**What is expected**
Search through the entries for the word "weathered" and copy every line that has it.

Excerpts from a dataset

▬▬▬▬▬▬▬▬▬▬

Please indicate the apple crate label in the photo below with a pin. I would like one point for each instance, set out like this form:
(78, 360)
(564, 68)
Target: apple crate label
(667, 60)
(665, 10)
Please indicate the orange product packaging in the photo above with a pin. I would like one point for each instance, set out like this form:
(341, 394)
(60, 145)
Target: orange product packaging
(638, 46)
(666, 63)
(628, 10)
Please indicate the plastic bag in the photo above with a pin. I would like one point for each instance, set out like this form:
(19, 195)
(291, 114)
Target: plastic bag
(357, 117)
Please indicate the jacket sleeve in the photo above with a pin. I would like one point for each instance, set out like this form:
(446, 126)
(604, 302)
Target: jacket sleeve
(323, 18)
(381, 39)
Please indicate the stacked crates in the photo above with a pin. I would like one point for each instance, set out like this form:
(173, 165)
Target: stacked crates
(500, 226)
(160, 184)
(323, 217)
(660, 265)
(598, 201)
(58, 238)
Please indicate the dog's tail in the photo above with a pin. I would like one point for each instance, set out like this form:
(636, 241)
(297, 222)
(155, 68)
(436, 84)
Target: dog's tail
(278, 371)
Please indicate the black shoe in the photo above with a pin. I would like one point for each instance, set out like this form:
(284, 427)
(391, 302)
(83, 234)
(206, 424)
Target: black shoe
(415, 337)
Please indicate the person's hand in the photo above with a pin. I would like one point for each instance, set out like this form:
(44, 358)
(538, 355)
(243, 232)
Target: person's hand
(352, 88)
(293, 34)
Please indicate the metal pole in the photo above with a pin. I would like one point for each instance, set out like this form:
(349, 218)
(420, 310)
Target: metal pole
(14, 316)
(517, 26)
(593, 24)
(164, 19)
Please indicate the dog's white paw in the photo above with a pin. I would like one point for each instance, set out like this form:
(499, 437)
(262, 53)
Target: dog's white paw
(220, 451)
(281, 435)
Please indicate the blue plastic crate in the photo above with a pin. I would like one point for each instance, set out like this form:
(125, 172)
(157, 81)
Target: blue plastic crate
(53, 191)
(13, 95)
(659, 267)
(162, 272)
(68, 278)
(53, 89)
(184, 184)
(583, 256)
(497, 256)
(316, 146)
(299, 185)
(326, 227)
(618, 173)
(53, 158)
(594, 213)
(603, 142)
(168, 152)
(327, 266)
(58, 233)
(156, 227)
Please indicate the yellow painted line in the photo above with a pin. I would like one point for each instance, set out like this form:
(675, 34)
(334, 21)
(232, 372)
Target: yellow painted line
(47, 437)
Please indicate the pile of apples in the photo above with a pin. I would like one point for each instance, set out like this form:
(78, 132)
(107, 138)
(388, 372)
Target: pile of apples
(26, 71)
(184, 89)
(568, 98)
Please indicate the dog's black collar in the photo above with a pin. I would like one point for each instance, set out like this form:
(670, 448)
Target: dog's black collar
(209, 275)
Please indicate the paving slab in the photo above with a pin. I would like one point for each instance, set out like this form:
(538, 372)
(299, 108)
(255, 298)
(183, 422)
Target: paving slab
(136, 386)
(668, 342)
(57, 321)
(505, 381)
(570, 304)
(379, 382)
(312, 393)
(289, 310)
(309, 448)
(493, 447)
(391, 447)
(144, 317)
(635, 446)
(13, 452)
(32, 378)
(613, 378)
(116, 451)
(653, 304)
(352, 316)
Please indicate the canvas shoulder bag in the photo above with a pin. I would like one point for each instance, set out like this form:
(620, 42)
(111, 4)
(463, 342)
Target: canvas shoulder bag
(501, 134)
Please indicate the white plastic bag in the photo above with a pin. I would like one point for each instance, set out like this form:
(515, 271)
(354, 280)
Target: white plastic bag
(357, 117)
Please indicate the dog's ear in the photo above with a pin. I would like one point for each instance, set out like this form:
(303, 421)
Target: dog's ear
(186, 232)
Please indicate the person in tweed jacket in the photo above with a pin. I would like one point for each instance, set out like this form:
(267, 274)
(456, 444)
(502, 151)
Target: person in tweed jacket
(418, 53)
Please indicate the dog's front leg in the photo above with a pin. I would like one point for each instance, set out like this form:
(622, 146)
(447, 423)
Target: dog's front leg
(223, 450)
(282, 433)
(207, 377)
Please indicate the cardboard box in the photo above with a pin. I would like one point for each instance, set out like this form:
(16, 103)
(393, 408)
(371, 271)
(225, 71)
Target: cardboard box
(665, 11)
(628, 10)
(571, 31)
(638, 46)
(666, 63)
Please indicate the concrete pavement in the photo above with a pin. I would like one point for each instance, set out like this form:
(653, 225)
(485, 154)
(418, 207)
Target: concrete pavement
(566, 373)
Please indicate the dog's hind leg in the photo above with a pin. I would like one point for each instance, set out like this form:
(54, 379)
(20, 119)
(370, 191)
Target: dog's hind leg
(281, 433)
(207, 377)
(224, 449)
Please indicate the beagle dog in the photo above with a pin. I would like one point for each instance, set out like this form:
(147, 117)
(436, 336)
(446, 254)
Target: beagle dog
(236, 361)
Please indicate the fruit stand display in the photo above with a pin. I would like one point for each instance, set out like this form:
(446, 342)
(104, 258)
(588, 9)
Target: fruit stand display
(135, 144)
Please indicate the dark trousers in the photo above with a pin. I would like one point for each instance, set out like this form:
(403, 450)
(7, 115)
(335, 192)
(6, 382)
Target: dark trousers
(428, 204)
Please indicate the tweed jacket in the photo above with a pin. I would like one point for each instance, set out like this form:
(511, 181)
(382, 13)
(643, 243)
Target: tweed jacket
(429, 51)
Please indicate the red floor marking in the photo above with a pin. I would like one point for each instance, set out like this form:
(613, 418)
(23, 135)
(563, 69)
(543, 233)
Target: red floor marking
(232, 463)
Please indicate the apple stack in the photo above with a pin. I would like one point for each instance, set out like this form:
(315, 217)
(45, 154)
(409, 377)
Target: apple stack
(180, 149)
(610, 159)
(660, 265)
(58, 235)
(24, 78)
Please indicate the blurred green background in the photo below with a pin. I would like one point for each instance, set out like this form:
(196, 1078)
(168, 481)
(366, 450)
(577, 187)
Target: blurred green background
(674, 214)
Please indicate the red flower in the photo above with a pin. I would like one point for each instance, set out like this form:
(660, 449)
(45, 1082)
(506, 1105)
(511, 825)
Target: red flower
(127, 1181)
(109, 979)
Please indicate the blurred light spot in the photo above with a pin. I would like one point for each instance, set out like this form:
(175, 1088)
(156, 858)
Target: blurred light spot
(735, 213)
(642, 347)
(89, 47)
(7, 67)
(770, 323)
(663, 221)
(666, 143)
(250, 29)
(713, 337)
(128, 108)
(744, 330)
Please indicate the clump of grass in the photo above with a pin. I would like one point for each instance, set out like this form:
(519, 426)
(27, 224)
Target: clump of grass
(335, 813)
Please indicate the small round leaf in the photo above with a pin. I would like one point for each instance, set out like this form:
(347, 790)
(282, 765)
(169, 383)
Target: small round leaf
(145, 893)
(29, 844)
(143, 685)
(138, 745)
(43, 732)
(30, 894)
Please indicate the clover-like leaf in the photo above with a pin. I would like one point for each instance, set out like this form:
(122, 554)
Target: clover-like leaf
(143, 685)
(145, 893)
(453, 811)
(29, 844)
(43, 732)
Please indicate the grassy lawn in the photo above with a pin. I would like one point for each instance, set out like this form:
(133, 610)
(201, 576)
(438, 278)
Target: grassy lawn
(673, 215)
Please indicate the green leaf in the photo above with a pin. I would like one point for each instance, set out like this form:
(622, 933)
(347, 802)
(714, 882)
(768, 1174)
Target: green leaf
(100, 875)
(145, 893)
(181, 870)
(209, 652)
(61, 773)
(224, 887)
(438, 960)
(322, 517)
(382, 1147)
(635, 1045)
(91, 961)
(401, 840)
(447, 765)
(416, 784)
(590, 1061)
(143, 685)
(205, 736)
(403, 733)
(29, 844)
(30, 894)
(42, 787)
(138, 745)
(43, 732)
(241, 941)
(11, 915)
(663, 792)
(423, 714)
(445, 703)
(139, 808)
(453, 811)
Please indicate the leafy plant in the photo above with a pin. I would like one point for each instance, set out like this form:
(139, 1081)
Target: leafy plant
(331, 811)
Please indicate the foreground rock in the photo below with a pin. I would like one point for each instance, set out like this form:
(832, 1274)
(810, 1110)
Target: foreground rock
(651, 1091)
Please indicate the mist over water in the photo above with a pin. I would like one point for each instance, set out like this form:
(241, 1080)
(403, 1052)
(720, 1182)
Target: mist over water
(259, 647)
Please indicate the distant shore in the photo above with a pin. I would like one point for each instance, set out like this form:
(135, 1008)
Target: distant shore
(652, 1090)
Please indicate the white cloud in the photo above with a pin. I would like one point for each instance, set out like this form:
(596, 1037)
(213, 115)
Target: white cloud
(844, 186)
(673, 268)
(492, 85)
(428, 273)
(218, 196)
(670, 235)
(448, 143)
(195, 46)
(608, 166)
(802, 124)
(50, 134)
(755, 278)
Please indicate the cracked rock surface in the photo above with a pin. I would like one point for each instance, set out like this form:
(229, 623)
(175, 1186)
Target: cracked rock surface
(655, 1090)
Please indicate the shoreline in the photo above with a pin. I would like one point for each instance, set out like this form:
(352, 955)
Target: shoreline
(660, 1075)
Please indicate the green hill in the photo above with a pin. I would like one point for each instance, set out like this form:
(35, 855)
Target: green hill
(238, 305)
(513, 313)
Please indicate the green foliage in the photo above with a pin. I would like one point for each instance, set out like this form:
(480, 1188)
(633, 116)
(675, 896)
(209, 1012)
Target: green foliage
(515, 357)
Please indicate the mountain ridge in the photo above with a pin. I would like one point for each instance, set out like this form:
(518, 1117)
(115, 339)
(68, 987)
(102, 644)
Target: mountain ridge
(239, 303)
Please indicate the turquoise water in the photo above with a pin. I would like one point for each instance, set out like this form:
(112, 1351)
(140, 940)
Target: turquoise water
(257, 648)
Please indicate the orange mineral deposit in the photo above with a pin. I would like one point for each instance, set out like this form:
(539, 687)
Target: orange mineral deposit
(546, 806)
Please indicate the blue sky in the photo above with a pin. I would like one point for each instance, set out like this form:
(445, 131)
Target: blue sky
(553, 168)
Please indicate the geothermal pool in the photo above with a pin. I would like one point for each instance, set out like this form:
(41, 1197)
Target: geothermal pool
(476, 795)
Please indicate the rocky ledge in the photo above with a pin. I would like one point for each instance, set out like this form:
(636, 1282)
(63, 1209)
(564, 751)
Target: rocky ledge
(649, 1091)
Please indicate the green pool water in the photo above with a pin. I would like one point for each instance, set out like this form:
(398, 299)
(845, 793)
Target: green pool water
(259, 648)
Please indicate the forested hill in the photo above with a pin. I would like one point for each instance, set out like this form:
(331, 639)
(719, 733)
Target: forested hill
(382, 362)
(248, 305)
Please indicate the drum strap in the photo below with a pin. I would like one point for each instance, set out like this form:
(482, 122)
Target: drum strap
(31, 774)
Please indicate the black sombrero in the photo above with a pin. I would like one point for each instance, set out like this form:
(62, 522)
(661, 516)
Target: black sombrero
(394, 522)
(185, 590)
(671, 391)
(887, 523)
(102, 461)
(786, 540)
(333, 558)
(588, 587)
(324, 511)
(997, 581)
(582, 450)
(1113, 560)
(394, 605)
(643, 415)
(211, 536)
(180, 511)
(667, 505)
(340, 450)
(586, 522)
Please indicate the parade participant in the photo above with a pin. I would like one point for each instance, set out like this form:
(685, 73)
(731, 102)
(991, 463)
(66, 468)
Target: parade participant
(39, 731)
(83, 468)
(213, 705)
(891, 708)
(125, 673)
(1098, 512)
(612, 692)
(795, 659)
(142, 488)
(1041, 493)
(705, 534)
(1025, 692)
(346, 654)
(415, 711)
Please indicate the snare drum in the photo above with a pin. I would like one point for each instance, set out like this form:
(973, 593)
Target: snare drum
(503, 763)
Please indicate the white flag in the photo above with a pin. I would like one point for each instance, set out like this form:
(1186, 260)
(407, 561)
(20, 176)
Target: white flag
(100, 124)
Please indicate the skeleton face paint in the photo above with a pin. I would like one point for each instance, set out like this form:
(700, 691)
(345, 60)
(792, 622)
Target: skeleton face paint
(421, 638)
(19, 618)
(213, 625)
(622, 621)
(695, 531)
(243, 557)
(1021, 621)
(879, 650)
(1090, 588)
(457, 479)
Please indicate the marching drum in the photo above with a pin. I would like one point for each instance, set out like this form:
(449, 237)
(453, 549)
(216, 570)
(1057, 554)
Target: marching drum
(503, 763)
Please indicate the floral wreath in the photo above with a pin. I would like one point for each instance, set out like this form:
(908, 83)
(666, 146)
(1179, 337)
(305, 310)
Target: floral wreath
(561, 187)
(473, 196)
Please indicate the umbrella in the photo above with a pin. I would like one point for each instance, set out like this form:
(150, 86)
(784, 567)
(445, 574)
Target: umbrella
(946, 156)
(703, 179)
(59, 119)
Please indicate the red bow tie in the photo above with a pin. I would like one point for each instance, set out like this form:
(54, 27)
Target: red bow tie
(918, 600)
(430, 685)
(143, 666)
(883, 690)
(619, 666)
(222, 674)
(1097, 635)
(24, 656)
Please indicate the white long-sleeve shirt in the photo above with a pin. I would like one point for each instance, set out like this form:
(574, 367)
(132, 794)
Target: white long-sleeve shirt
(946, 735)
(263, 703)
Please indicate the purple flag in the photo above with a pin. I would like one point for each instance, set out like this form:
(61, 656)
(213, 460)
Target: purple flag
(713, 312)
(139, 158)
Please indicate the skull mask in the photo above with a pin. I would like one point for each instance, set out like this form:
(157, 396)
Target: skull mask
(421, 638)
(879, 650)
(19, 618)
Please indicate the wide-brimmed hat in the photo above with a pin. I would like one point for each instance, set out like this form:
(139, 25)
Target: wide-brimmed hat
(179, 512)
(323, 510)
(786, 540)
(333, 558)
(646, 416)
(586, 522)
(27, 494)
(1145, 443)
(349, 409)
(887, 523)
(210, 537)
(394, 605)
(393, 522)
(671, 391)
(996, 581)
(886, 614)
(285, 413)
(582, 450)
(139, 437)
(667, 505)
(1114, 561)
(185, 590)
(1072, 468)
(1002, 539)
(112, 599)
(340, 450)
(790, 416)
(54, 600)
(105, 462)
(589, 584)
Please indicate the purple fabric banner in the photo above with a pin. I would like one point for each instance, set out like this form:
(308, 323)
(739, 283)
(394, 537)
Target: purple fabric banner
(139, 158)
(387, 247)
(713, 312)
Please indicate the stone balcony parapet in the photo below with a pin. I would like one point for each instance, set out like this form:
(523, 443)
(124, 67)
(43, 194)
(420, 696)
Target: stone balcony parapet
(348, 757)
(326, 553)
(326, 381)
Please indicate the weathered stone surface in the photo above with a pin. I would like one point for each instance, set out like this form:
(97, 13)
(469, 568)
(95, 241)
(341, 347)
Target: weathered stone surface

▬▬▬▬▬▬▬▬▬▬

**Output of the task**
Please indicate the weathered stone surface in the photo above with a pin. I would like one point for each instance, set out like this form:
Target: weathered stone surface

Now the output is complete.